DOCUMENT PASSAGE
******************************
Skip to main content

Modi's onion jibes on Manmohan Singh begin to haunt him from the past

By RK Misra*
Look before you leap, and think before you speak, for words return from the past to haunt the future. Who would know it better than Prime Minister Narendra Modi? When safely saddled in Gujarat as chief minister, he would haul the Manmohan Singh-led UPA government over the coals for rising prices of onions. In his speeches Modi conjured up a scenario wherein onions would be the prime target of thieves and people would need to keep them in safe deposit vaults.
Ironically, India is headed towards precisely such a situation under Modi rule with the social media overflowing with replays of his old onion speeches as well as film song parodies centering around the Indian staple! From gems, jewellery, cash and hoards, even mobiles and ATM break-ins, the theft of choice is fast shifting to the edible vegetable: Onions!
In Gujarat, the home state of the Prime Minister and Union home minister and BJP president Amit Shah, thieves are now targeting onions. With the wedding season in bloom and the housewife in gloom as onion prices touch Rs 100 per kilogram, members of the slick fingered gentry have also changed gears, adapting to market conditions and demand-supply economics.
With a kilogram of onion turning much dearer than a litre of petrol, Sanju Prajapati, a vegetable vendor in Palanpur Patiya, Surat,  stocked up the eat -- essential dreaming of glad tidings. The glad turned to sad as he opened his shop on Friday morning to find that thieves had broken-in the night before and walked away with five sacks full.
Punning on an age-old nursery rhyme one would say, ‘all the kings horses and all the kings men, could not get back Sanju’s onions again’. He, however, refuses to give up for he is at pains to understand how something adroitly covered and camouflaged under waste and rubbish attracted the attention of the ‘experts’. 
An expert or an insider, he must be, said Sanju, if he can get to the heart of the matter. The vendor is scouring through CCTVs in the vicinity trying to come to grips with the problem that exercises his mind and scissors his profits.
On the serious side, Ahmedabad, the key city of Gujarat gets about 1,000 tons per day, of which about 65 to 75 per cent comes from Maharashtra and Karnataka and the remaining from the Saurashtra region of the state. Gujarat itself has seen a decline in sowing of onions from around 9,000 hectares last year to around 6,000 hectares this year. And therefore the rise and fall of the important onions!
‘West is west and east is east and never the twain shall meet’, said Rudyard Kipling, the author-poet who worked as assistant editor with the Indian newspaper, "Pioneer", long decades ago.
The onion thieves, however, bridged the poetic divide. When vegetable trader Akshaidas opened his shop in a place of Midnapore district in West Bengal last week he realized that thieves had made away with three bagfuls of onions. They did not touch the cash box but stripped the shop of the 100 kg of onions which he had purchased with money borrowed from a friend, ostensibly in search of fast profits.
******************************
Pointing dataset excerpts
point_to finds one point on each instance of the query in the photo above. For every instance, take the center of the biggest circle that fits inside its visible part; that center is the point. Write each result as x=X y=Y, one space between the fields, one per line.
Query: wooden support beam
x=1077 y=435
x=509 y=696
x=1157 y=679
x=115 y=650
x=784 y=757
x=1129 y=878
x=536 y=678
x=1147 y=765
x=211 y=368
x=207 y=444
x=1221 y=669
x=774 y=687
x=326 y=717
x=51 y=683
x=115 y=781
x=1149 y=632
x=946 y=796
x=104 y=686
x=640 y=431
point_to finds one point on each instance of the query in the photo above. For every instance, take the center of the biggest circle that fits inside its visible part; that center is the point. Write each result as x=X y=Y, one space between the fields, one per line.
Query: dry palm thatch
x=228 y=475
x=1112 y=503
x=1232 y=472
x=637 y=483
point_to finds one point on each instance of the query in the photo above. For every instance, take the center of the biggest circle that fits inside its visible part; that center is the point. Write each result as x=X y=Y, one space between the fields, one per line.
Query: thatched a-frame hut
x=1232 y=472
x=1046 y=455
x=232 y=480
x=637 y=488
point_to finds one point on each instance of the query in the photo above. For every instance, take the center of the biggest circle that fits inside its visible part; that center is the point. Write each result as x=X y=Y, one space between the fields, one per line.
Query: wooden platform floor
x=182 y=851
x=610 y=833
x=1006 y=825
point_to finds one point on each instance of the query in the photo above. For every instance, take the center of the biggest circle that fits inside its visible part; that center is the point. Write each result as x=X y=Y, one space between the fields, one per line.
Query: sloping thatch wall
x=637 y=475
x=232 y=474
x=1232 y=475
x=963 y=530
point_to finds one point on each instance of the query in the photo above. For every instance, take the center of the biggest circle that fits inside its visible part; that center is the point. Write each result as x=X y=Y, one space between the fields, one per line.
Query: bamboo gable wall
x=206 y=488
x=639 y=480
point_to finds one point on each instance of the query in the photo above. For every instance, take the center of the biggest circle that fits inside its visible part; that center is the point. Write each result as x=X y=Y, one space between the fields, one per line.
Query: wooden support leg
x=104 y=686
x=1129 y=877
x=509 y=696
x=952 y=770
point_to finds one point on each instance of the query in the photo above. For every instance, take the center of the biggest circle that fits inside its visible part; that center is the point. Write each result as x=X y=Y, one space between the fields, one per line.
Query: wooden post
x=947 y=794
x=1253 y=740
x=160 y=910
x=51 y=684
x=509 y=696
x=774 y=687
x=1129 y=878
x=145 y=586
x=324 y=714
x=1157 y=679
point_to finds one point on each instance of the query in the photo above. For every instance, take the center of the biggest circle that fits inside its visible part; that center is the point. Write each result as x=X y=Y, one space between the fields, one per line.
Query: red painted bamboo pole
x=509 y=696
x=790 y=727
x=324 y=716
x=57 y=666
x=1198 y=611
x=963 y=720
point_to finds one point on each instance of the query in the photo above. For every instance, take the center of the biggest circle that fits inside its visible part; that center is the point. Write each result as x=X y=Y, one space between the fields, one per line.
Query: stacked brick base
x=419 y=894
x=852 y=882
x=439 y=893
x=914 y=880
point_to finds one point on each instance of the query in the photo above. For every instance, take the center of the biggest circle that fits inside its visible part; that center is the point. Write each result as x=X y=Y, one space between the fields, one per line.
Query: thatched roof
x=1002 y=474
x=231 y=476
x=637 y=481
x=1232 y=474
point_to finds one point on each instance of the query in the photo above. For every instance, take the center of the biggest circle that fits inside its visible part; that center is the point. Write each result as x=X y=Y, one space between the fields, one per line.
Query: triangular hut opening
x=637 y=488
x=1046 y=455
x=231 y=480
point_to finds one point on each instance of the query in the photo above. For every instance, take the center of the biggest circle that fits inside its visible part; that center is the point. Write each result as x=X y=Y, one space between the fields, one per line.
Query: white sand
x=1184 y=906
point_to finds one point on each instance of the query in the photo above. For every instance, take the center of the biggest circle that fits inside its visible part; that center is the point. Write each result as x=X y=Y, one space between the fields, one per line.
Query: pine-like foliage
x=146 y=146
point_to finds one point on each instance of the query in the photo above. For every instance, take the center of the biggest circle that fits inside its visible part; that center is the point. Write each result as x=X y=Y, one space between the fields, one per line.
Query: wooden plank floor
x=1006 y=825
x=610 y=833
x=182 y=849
******************************
PROBLEM SET
• 1. According to the onion-theft article, how many sacks of onions did thieves take from Sanju Prajapati's shop?
• 2. Duplicate the stretch of the onion-theft article from "An expert or" through "the important onions!".
• 3. Continue the onion-theft article from where it stops.

ANSWERS TO THE PROBLEMS
• 1. Five sacks.

• 2.
An expert or an insider, he must be, said Sanju, if he can get to the heart of the matter. The vendor is scouring through CCTVs in the vicinity trying to come to grips with the problem that exercises his mind and scissors his profits.
On the serious side, Ahmedabad, the key city of Gujarat gets about 1,000 tons per day, of which about 65 to 75 per cent comes from Maharashtra and Karnataka and the remaining from the Saurashtra region of the state. Gujarat itself has seen a decline in sowing of onions from around 9,000 hectares last year to around 6,000 hectares this year. And therefore the rise and fall of the important onions!

• 3.
As one said, desperate times are cause for desperate crimes. Surat is the sole link from onion theft to fake currency seizures. So one has five people including a priest of the highly Gujarat revered Swaminarayan sect allegedly printing fake Indian currency worth Rs 1.26 crore. 
In a major crackdown five people have been arrested from various parts of the state along with duplicate currency worth over Rs 1 crore, the Surat police confirmed. The fake currency was being printed from a room inside a temple of the same sect in central Gujarat.
From onions to fake currency and now high profile cash criers! Two expert burglars who turned thieving from crass coinage to cash collectives deserve mention. The two man team -- 26-year-old MB Shiva alias alias Bariappa Reddy of Bangaluru teamed up with 21-year-old Hakam Kathat of Beawar, Rajasthan, to form a formidable duo that specialized in cash break-ins countrywide.
In an era of super-specialisations, the duo had turned their ‘cash-only’ fetish into a calibrated science. Setting up a pan-India network they targeted 21 shops in just one area of Ahmedabad in a ziffy and walked away with a pile.
Surat vegetable vendor opened his shop to find that thieves had broken-in the night before and walked away with five sacks full of onion
Their thievery team is almost a corporate set-up with associates in every state and city, organized to a T. The two lead a lavish life-style, fly countrywide to fulfill objectives, operate from luxury hotels and target only a maze of shops in a market ,not individual shops. Apparently time is money seems to be their belief while cash and only cash, is their motto. 
As the cops said, they operate on a strictly ‘cash only’ basis . In most of the shops they burgled in Gujarat, there was much they could have taken besides the cash which would have fetched them a good sum of money but they did not touch any of it. The premise being that if they picked up goods or jewellery or anything else, they would need receivers for the stolen goods which, invariably is a dead giveaway.
They were so well informed by their network of associates, that they landed in Ahmedabad just around Diwali and stayed in a post hotel used forged identity documents. Obviously they had been briefed that business and trade establishments remain closed for five days immediately after Diwali and begin their work only after ‘labh pancham’. Also this being the only long break, most of them go out of town or even abroad for a holiday with their family.
Thus even in the remote possibility that the break-ins are discovered, they will not be available to corroborate to the investigating cops. And by the time they do, the duo would have vanished without a trace. In this particular case they burgled 21 shops in a single complex in one night. By the time the Ahmedabad crime branch got to work, the duo had moved to Surat, over 200 km away. 
As the investigators tracked them to Surat, they were already in deep Rajasthan but that’s where electronic surveillance saw the cops race ahead and catch them as they returned to Beawar in Rajasthan, their homing point for sharing the ’loot”.
Desperate times see desperate crimes!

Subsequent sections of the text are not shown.